BEGIN EXTRACT

As shown in fig. 10F to 10H, the first pivot joint and the second pivot joint are azimuthally aligned. The first and second pivot joints are circumferentially spaced (azimuthally offset) from the third pivot joint about the longitudinal axis 4, preferably 180 degrees, as shown. The first pivot axis 9a, the second pivot axis 10a and the third pivot axis 11a are parallel. Preferably, the first pivot axis 9a, the second pivot axis 10a and the third pivot axis 11a are perpendicular to the longitudinal axis 4 of the centralizer 20. The first pivot joint 3A-9 and the second pivot joint 3A-10 are aligned on a plane P2 coinciding with the longitudinal axis 4 of the centralizer. Plane P2 is orthogonal to plane P1. The first pivot joint 3A-9, the second pivot joint 3A-10 and the third pivot joint 3A-11 and/or the wheel 14 are aligned on the plane P2. The third pivot joint 3A-11 is located on a first side of the plane P1 and the first pivot joint 9 and the second pivot joint 10 are located on an opposite second side of the plane P1. The pivot joints 9, 10, 11 are arranged such that the third pivot axis 11a is located on a first side of the plane P1 and the first pivot axis 9a and the second pivot axis 10a are located on an opposite second side of the plane P1. Fig. 11A and 11B further illustrate the positions of the pivot joints 9, 10, 11 and the pivot axes 9a, 10a, 11A, wherein only one arm assembly 3 is shown.

END EXTRACT
BEGIN SOURCE EXCERPT

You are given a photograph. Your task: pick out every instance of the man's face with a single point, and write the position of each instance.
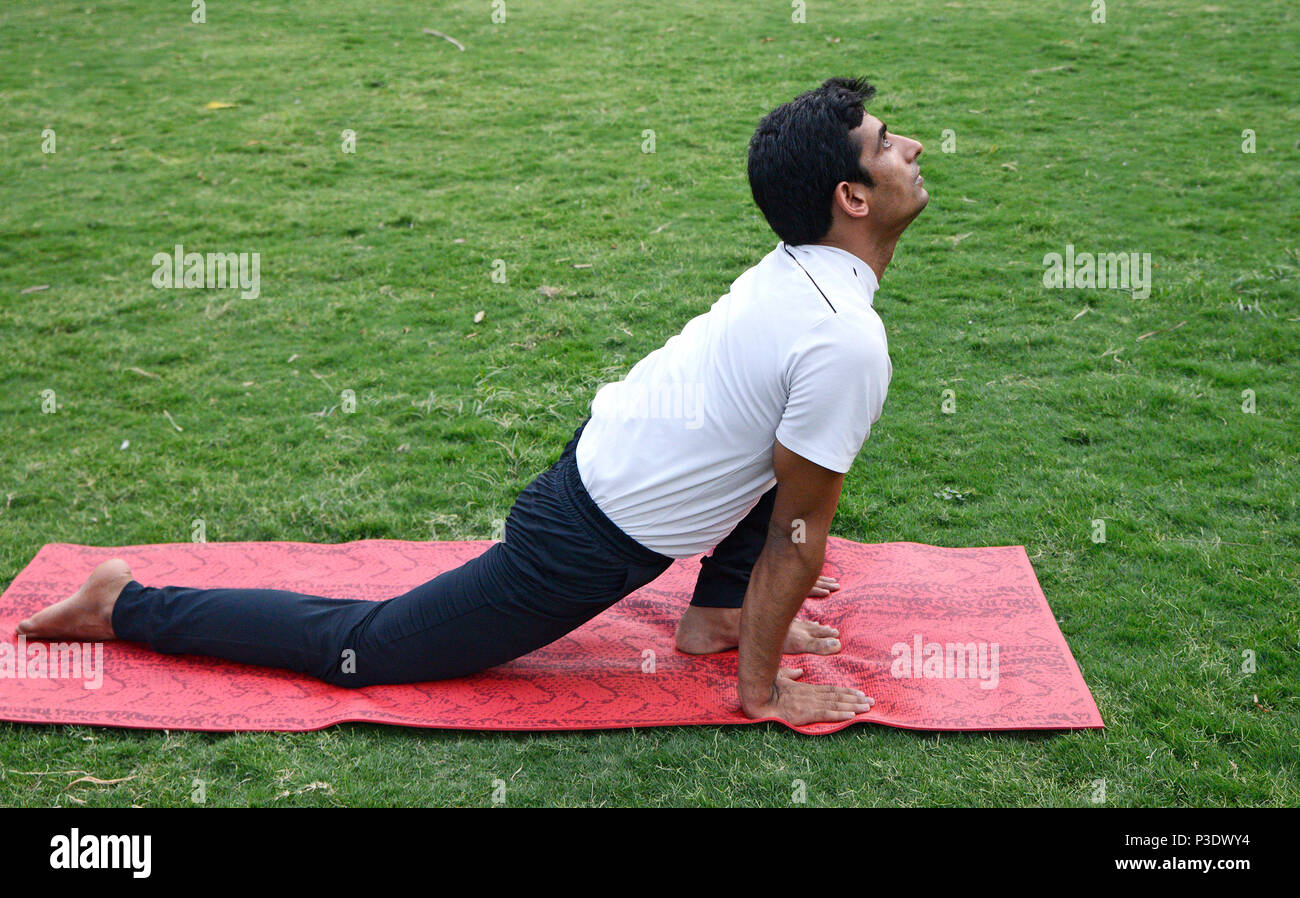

END SOURCE EXCERPT

Carry on the description of the centralizer's pivot joints above, starting right after its last sentence.

In the embodiment of fig. 10A to 10E, the lateral alignment of the pivot joints 9, 10, 11 and the wheels 14 on the plane P2 reduces mechanical stress on the pivot joints, for example by reducing bending moments and thrust loads on the joints 9, 10 and 11.
The arm assemblies extend or bend circumferentially around and along the longitudinal axis 4 of the centralizer 20. The first arm 5 extends or bends circumferentially around and along the longitudinal axis 4 between the first pivot axis 9 and the third pivot axis 11a, while the second arm 6 extends or bends circumferentially around and along the longitudinal axis 4 between the third pivot axis 11a and the second pivot axis 10a to position the first pivot joint 9 and the second pivot joint 10 on the opposite side of the plane P1 from the third pivot joint 11. For example, the first and second arms, and thus the arm assembly 3, may extend helically around and along the longitudinal axis.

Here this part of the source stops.